INFORMATION SUPPLIED
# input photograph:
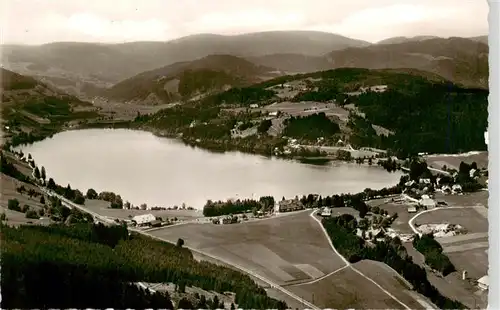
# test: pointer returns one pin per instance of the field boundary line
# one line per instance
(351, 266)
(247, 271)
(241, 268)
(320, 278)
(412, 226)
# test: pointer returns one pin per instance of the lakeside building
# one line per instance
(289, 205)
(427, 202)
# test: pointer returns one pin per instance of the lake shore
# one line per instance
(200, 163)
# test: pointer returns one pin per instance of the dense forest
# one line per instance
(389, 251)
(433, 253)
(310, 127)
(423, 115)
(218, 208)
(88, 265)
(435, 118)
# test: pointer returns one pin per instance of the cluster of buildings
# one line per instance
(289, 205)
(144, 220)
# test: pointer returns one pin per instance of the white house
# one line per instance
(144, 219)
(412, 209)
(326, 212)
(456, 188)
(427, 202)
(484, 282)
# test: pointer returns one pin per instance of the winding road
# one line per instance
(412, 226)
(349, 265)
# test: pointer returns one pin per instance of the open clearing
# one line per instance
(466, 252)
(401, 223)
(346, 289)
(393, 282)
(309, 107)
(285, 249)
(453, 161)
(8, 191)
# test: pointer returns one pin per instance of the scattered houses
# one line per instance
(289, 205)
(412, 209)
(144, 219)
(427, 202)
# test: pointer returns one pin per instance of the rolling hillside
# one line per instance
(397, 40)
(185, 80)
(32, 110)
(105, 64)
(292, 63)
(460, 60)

--

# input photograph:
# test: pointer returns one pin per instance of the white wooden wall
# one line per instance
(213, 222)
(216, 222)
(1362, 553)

...

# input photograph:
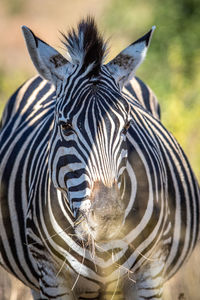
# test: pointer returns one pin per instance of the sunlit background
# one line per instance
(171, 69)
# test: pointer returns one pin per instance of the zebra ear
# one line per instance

TO BE DONE
Pick out every line in the data above that contains the word "white" and copy each one.

SOLVED PROBLEM
# test: pointer returns one pin per instance of the white house
# test: pointer returns one pin per instance of the white wooden wall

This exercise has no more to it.